### [Problema proposto]
Responda às perguntas com base no texto sobre juros e volatilidade:
1. Com qual período são comparados os níveis de juros atuais?
2. Que dois fatores fiscais o texto associa ao período da Pandemia?
3. Com qual governo os níveis atuais de volatilidade são considerados semelhantes?

### [Texto do exercício]
Em termos de níveis de juros estamos muito próximos do que foi vivenciado em 2014–2018, inclinações muito pequenas, com curva flat em níveis semelhantes ao que se foi visto durante aquela época, entretanto, agora tanto por contaminação do período de pandemia, quanto por impactos mais recentes.

Já os níveis de volatilidades (anualizadas), que durante a Pandemia, com gastos fiscais desenfreados e com o teto sendo colocado em segundo plano, chegaram a cerca de 300bps acima dos registrados no mesmo período.

Atualmente, entretanto, os níveis de volatilidade estão bem consistentes e semelhantes com o que foi presenciado durante o Governo Dilma 2, chegando a ser até menores em prazos mais longos.

Dizer que o mercado de juros está se estressando muito mais com as falas anti-teto e com pouco compromisso com qualquer saúde fiscal do país mais recentes é negar o que os números de fato mostram.

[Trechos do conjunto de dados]
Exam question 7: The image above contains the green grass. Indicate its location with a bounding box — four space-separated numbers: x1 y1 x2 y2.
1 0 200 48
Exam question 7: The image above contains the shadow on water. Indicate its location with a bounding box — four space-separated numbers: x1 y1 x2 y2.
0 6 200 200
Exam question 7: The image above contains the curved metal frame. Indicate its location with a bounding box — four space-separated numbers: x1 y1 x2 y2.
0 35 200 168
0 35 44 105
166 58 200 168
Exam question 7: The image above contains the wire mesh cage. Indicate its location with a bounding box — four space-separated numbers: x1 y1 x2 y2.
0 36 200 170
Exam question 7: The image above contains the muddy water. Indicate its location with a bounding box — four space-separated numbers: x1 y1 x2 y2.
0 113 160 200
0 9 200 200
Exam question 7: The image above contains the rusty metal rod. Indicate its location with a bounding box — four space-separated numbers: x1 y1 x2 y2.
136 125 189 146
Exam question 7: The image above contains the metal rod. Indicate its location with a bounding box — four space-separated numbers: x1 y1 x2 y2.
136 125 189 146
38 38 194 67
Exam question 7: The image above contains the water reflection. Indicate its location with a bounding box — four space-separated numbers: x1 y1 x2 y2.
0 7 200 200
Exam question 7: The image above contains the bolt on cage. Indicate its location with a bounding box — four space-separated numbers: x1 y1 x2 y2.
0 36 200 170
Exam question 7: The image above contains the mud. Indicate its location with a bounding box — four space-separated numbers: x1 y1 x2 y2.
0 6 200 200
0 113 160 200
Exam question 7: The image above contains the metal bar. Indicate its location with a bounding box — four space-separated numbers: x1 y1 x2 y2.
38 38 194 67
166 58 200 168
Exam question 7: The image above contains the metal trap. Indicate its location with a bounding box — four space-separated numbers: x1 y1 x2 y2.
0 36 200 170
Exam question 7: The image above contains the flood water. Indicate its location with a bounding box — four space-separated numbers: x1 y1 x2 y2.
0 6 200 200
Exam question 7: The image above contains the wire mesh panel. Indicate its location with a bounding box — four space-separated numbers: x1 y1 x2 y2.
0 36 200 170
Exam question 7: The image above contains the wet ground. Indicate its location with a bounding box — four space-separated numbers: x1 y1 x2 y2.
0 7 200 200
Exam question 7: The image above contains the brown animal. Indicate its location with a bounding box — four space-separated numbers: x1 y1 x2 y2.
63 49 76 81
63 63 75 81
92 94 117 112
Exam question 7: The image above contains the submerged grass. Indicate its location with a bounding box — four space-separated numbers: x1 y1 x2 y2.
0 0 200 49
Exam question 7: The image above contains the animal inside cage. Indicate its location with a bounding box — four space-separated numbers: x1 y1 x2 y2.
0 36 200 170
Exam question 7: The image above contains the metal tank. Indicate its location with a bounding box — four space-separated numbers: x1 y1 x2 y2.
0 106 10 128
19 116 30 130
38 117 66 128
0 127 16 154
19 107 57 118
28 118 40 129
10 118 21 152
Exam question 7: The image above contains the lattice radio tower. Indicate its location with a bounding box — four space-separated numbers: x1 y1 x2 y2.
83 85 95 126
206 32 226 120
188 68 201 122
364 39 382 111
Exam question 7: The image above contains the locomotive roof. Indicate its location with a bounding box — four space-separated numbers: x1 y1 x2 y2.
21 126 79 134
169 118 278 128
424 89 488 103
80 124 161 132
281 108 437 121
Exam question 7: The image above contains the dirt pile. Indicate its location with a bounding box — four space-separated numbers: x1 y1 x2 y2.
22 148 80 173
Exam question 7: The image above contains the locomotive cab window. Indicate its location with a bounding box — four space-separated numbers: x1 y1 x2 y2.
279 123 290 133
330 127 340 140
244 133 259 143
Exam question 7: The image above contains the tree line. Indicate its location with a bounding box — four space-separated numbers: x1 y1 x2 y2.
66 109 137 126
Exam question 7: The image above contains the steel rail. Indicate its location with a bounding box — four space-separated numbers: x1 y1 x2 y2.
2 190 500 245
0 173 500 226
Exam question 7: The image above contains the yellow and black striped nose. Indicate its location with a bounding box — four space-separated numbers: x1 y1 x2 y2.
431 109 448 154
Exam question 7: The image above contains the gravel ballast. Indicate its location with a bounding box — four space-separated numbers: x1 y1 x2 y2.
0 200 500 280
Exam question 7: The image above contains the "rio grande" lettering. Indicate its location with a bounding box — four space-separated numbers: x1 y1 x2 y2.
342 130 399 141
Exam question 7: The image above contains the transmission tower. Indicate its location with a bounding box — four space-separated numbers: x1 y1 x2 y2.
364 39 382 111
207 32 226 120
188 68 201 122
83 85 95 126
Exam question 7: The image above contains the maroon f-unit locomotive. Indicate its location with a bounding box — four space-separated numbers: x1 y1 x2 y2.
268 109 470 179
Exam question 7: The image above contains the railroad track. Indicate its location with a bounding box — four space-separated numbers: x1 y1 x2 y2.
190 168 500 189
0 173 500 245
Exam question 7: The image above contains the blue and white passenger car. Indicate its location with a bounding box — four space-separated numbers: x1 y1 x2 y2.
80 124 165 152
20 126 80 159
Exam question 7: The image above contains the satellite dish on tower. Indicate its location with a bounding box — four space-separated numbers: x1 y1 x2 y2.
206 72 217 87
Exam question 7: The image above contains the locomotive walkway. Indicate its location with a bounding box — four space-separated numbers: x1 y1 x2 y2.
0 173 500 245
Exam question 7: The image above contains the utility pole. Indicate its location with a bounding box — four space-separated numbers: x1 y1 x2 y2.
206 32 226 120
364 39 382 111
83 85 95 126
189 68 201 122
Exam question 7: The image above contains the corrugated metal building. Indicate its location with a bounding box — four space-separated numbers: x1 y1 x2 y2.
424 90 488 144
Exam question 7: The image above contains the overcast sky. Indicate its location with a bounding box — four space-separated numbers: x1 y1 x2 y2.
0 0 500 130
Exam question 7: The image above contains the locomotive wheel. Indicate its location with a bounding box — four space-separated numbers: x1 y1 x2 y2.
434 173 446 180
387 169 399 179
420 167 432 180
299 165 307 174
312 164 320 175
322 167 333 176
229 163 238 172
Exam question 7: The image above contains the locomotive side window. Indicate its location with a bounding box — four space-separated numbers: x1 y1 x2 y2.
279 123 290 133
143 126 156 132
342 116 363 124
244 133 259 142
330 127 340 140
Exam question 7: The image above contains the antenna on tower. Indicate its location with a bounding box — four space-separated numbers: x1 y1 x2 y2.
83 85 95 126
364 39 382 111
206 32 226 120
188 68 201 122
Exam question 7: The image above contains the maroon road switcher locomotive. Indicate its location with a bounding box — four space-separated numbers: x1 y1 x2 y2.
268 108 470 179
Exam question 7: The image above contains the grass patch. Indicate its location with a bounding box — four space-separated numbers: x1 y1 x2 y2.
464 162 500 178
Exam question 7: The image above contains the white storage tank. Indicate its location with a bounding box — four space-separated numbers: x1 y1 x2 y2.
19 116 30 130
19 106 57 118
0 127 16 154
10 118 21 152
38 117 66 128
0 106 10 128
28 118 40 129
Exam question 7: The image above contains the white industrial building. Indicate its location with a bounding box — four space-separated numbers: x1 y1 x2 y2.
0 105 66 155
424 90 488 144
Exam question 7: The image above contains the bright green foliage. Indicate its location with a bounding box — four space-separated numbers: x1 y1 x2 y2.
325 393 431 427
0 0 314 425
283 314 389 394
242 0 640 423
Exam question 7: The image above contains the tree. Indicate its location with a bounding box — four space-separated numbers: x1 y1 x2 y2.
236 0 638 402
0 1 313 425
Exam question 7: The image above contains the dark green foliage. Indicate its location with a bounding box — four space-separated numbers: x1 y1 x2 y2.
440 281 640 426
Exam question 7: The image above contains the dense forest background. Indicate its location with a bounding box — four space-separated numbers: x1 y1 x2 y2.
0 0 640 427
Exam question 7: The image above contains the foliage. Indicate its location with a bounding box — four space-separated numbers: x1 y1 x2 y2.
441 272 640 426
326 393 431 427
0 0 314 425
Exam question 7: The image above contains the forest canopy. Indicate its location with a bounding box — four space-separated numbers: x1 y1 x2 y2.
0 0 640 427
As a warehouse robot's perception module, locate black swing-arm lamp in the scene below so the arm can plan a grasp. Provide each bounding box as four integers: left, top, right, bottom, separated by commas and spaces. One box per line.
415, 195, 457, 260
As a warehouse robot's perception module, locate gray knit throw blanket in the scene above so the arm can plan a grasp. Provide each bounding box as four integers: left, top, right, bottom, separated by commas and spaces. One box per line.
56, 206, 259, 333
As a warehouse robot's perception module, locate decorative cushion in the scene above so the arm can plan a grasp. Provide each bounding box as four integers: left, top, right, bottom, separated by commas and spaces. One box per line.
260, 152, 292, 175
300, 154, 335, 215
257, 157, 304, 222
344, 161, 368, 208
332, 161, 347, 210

### [Resposta do exercício]
1. Com o período de 2014–2018.
2. Gastos fiscais desenfreados e o teto sendo colocado em segundo plano.
3. Com o Governo Dilma 2.